DATA RECORDS: Begin

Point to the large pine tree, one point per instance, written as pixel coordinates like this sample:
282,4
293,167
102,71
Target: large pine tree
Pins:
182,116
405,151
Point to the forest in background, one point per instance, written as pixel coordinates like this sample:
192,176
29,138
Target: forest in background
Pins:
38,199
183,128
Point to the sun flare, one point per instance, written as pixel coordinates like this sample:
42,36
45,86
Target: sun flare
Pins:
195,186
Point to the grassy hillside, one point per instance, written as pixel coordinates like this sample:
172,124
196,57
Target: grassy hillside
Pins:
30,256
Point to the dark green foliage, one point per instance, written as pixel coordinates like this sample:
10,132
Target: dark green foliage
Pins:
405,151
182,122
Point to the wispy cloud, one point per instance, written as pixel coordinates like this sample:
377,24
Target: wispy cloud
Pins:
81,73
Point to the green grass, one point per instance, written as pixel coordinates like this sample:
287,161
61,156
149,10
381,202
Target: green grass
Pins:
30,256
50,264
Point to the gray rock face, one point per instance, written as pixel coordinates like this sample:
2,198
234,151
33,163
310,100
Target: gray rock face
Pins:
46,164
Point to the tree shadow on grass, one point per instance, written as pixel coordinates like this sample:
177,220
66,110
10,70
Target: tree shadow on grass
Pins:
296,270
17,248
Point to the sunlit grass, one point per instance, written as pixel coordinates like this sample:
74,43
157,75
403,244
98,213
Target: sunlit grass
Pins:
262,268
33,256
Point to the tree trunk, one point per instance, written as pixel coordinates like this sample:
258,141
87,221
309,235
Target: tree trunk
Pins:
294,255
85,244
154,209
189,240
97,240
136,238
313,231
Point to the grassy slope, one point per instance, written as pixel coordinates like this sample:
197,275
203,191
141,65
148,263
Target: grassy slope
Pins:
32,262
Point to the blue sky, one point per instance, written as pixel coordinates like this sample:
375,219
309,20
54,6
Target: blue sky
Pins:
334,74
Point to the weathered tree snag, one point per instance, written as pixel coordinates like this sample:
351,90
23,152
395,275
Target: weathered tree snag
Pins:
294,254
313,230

DATA RECORDS: End
DATA RECORDS: Begin

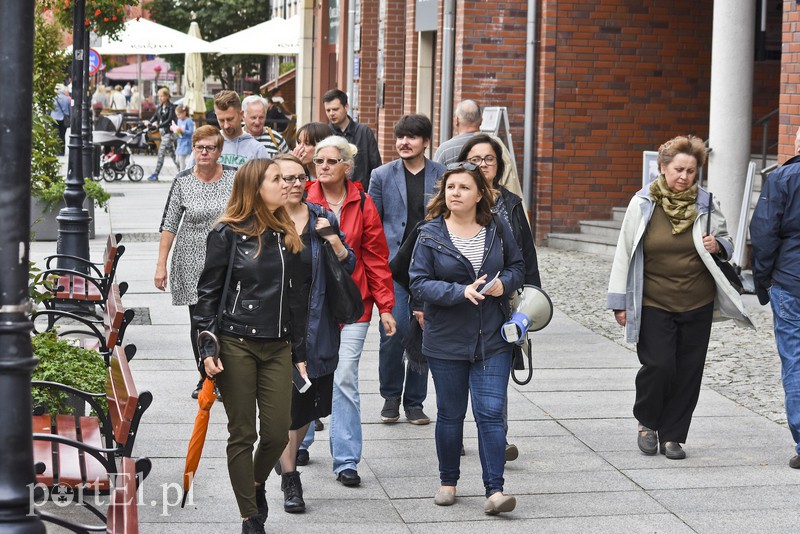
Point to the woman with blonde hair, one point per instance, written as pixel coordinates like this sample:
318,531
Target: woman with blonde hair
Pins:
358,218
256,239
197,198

DATA RECORDS: End
DATA RECORDS: Begin

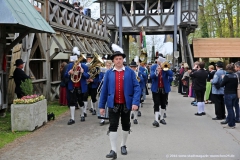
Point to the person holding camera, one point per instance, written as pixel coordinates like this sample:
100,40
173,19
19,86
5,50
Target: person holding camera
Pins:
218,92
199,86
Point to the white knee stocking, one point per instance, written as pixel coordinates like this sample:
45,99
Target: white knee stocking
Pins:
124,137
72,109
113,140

DATA RECORDS: End

-- TASK BRIEF --
The exact lines of the material above starting at the one that contains "Point to the large" and ending at the one that contains "Target: green grass" are what to retype; leave out everything else.

-- EXERCISE RESPONSE --
Point to the large pine tree, one point per instance, written as pixel coordinates like this sample:
282,4
293,167
102,71
Target: large pine tree
Pins:
182,116
405,151
Point to the forest in background, one point per instance, written as pixel coordinates like this sample:
192,176
29,138
Target: forest in background
Pins:
38,199
183,128
Point to the sun flare, one point per instance, written as pixel coordinates like this sample:
42,36
45,86
Target: sun flare
Pins:
195,186
Point to the grassy hillside, one point per instance, written as pixel coordinates like this sample:
172,124
196,57
Target: grassy hillside
Pins:
30,256
Point to the dark green foliage, one point per instance, written as pixel coordinates like this sample:
10,132
Target: dark green foliage
Pins:
405,151
182,122
Point to the wispy cloud, one point per instance, written as pixel coordinates like this sample:
377,24
Target: wispy cloud
Pins:
81,73
Point to the green grass, one point per instance, written as pixel coordinates like this sample:
287,161
61,156
149,10
381,202
Target: green grass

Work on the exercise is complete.